## [Task objective]
Return every record below exactly as given.
▬▬▬
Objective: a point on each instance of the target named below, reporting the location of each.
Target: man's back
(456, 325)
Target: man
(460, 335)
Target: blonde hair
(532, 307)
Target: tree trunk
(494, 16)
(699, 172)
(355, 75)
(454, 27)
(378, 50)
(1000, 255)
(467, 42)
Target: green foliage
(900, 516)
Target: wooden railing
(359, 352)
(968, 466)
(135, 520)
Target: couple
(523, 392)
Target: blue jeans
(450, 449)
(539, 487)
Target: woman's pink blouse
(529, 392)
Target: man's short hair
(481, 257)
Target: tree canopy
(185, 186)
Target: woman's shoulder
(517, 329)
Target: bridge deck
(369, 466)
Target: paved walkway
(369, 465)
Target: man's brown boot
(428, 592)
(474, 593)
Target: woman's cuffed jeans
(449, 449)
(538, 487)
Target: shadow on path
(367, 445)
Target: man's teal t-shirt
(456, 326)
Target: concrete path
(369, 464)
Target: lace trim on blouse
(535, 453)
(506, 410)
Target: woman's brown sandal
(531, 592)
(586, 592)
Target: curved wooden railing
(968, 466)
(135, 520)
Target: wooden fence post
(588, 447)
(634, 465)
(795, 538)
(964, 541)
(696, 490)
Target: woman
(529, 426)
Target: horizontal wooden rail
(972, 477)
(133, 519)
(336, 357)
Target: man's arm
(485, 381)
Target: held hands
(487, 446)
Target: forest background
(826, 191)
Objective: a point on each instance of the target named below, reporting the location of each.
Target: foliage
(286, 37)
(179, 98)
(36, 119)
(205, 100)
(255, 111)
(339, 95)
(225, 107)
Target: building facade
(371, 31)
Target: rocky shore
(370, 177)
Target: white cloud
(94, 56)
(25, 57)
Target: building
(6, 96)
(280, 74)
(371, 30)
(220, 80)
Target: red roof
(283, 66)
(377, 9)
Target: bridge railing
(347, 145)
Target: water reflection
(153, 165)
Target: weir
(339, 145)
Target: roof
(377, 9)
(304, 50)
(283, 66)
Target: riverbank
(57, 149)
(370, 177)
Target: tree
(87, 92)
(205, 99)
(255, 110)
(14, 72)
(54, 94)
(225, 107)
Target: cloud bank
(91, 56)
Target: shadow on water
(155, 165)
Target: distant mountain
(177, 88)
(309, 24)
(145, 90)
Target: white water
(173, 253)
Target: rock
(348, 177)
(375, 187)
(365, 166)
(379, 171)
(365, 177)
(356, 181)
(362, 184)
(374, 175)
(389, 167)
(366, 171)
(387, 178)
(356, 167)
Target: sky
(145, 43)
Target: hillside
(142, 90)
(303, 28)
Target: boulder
▬▬▬
## [Output for this task]
Objective: a point on each instance of the target named below, reporting the location of each.
Target: man's back
(456, 325)
Target: man
(460, 335)
Target: blonde hair
(532, 307)
Target: tree trunk
(494, 16)
(699, 172)
(355, 75)
(454, 27)
(378, 50)
(1000, 255)
(467, 42)
Target: green foliage
(900, 516)
Target: wooden railing
(359, 352)
(968, 466)
(135, 520)
Target: couple
(523, 392)
Target: blue jeans
(450, 449)
(539, 487)
Target: woman's pink blouse
(529, 392)
Target: man's short hair
(481, 257)
Target: tree canopy
(185, 186)
Target: woman's shoulder
(517, 329)
Target: bridge deck
(369, 466)
Target: paved walkway
(369, 465)
Target: man's brown boot
(428, 592)
(474, 593)
Target: woman's cuffed jeans
(449, 449)
(538, 487)
Target: shadow on path
(367, 445)
Target: man's teal t-shirt
(456, 326)
Target: concrete path
(369, 464)
Target: lace trim on blouse
(535, 453)
(506, 410)
Target: woman's brown sandal
(531, 592)
(586, 592)
Target: curved wooden railing
(968, 466)
(135, 520)
Target: wooden fence post
(588, 447)
(634, 465)
(795, 538)
(964, 541)
(696, 490)
Target: woman
(529, 426)
Target: horizontal wooden rail
(972, 477)
(133, 519)
(336, 357)
Target: man's arm
(485, 381)
Target: held hands
(487, 446)
Target: forest background
(826, 191)
Objective: a point on each instance of the target named below, reporting the location of each.
Target: foliage
(286, 37)
(179, 98)
(36, 119)
(205, 100)
(255, 111)
(339, 95)
(225, 107)
Target: building facade
(371, 31)
Target: rocky shore
(370, 177)
Target: white cloud
(94, 56)
(25, 57)
Target: building
(6, 96)
(280, 74)
(371, 30)
(220, 80)
Target: red roof
(283, 66)
(377, 9)
Target: bridge railing
(347, 145)
Target: water reflection
(153, 165)
Target: weir
(339, 145)
Target: roof
(377, 9)
(304, 50)
(283, 66)
Target: riverbank
(57, 149)
(370, 177)
Target: tree
(87, 92)
(205, 99)
(255, 110)
(14, 72)
(54, 94)
(225, 107)
Target: cloud bank
(91, 56)
Target: shadow on water
(155, 165)
Target: distant mountain
(177, 88)
(309, 24)
(145, 90)
Target: white water
(173, 253)
Target: rock
(348, 177)
(375, 187)
(365, 166)
(379, 171)
(365, 177)
(356, 181)
(362, 184)
(374, 175)
(389, 167)
(366, 171)
(387, 178)
(356, 167)
Target: sky
(145, 43)
Target: hillside
(142, 90)
(303, 28)
Target: boulder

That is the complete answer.